[STATED GOAL] Reproduce exactly, with no other output, every line of the data below from the line containing "player accordingly in the photo above." to the end, inclusive.

Entries from a dataset:
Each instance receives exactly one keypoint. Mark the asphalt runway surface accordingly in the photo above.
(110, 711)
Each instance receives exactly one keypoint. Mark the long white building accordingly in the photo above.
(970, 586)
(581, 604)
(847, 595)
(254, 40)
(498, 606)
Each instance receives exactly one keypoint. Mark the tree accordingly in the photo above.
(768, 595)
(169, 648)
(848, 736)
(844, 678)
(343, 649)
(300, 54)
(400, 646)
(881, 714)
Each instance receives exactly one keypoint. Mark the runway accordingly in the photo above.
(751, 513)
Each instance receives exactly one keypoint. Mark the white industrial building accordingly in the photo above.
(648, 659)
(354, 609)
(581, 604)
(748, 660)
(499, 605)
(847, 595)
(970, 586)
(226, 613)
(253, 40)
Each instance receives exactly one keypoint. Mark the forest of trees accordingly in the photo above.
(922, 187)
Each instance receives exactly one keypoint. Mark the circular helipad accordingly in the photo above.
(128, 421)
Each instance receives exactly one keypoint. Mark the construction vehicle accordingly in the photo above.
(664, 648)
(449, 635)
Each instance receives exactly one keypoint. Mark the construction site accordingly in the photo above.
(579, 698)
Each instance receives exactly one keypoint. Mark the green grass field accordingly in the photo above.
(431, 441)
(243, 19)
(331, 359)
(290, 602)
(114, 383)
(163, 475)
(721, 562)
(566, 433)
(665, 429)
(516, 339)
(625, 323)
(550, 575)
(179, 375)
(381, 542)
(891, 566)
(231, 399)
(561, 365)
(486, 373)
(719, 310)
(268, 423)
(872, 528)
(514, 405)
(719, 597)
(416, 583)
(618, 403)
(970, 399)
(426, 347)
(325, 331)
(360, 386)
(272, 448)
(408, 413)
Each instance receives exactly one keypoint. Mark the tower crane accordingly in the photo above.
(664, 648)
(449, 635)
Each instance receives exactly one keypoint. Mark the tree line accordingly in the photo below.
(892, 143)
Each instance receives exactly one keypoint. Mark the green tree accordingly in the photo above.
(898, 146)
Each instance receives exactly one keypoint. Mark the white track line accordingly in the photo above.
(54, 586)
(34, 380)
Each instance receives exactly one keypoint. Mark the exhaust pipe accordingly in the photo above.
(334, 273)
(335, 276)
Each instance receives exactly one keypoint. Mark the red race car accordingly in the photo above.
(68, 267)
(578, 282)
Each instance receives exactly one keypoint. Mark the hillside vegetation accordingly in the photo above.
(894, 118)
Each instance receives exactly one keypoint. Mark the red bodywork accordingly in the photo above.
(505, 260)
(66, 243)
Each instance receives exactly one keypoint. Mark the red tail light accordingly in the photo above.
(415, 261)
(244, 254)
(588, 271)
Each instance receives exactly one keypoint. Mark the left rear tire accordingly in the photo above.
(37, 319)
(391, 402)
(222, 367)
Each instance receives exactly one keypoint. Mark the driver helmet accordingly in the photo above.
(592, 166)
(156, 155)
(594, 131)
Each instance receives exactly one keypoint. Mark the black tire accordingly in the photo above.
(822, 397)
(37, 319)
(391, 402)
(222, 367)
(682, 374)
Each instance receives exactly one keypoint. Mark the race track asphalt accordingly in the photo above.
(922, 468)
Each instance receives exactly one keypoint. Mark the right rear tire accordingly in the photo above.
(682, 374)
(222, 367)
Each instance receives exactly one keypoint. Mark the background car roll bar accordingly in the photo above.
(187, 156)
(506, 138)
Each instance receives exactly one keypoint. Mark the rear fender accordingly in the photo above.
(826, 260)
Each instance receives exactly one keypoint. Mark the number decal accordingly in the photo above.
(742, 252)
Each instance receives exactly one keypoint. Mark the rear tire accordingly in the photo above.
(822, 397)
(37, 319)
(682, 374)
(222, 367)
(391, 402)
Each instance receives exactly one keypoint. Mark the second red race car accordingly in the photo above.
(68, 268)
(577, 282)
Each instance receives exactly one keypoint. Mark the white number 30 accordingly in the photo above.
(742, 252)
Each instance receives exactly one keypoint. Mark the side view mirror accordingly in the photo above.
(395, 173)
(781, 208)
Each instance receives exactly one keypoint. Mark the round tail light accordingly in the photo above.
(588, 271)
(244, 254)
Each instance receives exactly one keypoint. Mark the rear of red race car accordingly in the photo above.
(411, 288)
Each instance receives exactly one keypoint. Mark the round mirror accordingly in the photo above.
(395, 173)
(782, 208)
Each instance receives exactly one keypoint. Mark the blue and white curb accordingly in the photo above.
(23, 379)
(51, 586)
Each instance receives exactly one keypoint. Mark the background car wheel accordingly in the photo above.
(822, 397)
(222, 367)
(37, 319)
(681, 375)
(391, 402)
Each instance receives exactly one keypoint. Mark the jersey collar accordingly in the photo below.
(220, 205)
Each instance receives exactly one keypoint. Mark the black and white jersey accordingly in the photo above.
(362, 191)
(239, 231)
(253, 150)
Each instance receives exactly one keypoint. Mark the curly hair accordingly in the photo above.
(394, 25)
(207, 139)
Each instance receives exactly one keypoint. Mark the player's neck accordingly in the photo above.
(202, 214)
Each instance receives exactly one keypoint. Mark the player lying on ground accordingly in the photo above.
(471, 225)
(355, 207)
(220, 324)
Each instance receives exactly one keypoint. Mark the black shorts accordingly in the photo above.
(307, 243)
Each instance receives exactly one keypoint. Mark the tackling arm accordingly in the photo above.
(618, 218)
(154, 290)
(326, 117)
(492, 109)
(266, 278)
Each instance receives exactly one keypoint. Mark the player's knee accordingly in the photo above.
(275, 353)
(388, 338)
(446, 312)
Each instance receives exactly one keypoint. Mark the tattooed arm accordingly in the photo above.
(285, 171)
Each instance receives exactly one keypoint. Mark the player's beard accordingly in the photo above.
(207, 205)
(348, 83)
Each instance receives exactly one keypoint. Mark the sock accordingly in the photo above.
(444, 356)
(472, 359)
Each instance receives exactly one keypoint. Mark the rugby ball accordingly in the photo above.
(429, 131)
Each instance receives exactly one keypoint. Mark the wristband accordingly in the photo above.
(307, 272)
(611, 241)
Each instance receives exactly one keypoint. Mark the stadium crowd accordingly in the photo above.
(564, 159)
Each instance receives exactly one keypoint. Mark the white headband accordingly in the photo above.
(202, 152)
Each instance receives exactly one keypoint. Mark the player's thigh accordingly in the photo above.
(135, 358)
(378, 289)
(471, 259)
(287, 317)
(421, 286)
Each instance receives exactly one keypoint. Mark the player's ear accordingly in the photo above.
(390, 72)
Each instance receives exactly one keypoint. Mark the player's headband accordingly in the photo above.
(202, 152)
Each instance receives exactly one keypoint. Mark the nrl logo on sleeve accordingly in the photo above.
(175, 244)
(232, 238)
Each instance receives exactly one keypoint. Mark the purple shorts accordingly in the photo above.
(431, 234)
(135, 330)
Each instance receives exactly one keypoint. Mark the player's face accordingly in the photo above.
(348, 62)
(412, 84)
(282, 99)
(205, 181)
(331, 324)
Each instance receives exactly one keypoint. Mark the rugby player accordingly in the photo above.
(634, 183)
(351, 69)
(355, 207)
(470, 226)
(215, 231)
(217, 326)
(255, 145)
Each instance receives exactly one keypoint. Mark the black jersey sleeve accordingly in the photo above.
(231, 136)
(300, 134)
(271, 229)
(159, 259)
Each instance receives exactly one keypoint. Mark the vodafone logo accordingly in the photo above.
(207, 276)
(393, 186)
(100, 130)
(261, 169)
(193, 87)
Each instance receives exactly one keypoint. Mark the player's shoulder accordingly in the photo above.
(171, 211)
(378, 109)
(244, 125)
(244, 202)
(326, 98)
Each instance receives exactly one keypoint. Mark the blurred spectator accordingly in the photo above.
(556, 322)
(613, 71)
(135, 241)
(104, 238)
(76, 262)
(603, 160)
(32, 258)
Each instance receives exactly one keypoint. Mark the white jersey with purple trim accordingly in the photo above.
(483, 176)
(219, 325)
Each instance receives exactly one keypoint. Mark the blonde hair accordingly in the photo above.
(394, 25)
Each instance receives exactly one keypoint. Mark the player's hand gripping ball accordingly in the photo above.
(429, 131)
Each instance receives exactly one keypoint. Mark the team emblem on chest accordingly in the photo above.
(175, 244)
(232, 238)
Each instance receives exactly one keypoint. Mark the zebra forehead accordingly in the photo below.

[WORKED SOLUTION]
Each instance receives exactly one keypoint. Mark the rugby player accordingly in the photo above.
(634, 183)
(351, 69)
(355, 207)
(470, 226)
(215, 231)
(217, 326)
(255, 145)
Each instance receives exactly one keypoint. Mark the black jersey sleeve accordingly in the photo above.
(231, 136)
(300, 134)
(271, 229)
(159, 259)
Each instance receives exactly one keypoint. Mark the vodafone logo accordingly in the photo above.
(207, 276)
(393, 186)
(100, 130)
(261, 169)
(193, 87)
Each instance receives exactly one keypoint. Mark the player's shoulder accordingly in the photo above.
(171, 211)
(378, 109)
(244, 125)
(244, 202)
(326, 98)
Each instance receives exactly one keypoint. Mark the blurred spectator accordingly in the photo above.
(556, 322)
(613, 71)
(135, 241)
(104, 238)
(76, 262)
(603, 160)
(32, 258)
Each instance receives exactly one keypoint. Mark the white jersey with purple trim accordingly in the photo above.
(483, 176)
(219, 325)
Each instance receives exactly one keypoint. Mark the blonde hair accordingly in the photo above.
(394, 25)
Each instance receives exactly one keypoint. Mark the player's hand gripping ball accordingly in the photo above.
(429, 131)
Each instance receives exactly one keypoint. Mark the team emblem on chest accordingly in the photo above.
(175, 244)
(232, 238)
Each instance receives exactly one keypoint. Mark the zebra forehead accordingly in the photo below.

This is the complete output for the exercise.